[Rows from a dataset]
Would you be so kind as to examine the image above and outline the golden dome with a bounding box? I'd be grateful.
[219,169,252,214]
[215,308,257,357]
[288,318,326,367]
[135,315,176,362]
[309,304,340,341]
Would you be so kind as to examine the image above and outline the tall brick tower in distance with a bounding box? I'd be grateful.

--- Direction ---
Convert every one of the items above into a numbered list, dropping any blank lines.

--- Exercise output ---
1. Would you be so kind as to examine the image above and outline the golden dome with a bounding box? I'd be grateful.
2. [219,169,252,214]
3. [215,308,257,357]
4. [288,318,326,367]
5. [135,315,176,362]
6. [309,304,340,341]
7. Would you be so kind as to examine the image above and outline the tall brick tower in distance with a bounding box? I'd be grateful.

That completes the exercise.